- Passage for review:
################

William J. Doherty is the developer of Discernment Counselling. He is professor and director of the Marriage and Family Therapy Center at the University of Minnesota & founder of the Doherty Relationship Institute.
Watch the 3:38 minute video below with Bill explaining how Discernment Counselling is NOT Couples Counselling or Couples Coaching. There’s more information under the video too.
What does discernment counselling involve?
As a Discernment Counsellor I help individuals and couples decide between three things:
- whether to try to restore your relationship/marriage to health
- move towards separation/divorce
- take a time out for a specified period of time and decide later.
The sessions are divided between conversations with both of you together and individual conversations with each of you. I respect the reasons for separation/divorce while trying to open up the possibility of restoring your relationship/marriage to health.
I emphasize the importance of each of you seeing your own contributions to the problems and the possible solutions. This will be useful in future relationships even if this one ends. Discernment counselling is considered successful when you have clarity and confidence in your decision.

################

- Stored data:
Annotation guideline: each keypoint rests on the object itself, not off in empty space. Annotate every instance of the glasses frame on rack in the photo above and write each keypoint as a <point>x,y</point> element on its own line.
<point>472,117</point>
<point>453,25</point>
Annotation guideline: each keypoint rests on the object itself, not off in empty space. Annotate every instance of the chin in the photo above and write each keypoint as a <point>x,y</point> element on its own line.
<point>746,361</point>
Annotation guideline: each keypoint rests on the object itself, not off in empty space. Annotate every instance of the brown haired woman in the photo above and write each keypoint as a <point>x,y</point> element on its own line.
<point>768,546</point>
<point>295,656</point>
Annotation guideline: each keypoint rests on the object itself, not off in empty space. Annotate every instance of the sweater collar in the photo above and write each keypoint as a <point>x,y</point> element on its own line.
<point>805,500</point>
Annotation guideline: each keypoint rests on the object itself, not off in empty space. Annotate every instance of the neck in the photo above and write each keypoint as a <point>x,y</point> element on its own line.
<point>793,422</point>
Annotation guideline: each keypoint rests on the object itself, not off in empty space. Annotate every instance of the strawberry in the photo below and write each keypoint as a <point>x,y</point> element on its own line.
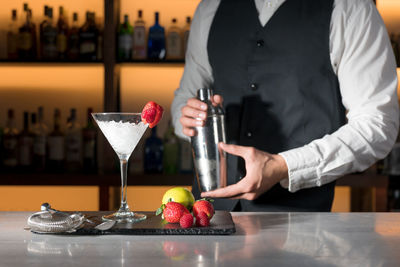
<point>152,113</point>
<point>186,220</point>
<point>203,205</point>
<point>172,211</point>
<point>202,219</point>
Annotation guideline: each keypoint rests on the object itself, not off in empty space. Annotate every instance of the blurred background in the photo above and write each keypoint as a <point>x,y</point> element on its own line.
<point>61,60</point>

################

- Your objective: Repeat the part of the discernment counselling text above starting with "William J. Doherty" and going on through "Doherty Relationship Institute.".

- Result:
William J. Doherty is the developer of Discernment Counselling. He is professor and director of the Marriage and Family Therapy Center at the University of Minnesota & founder of the Doherty Relationship Institute.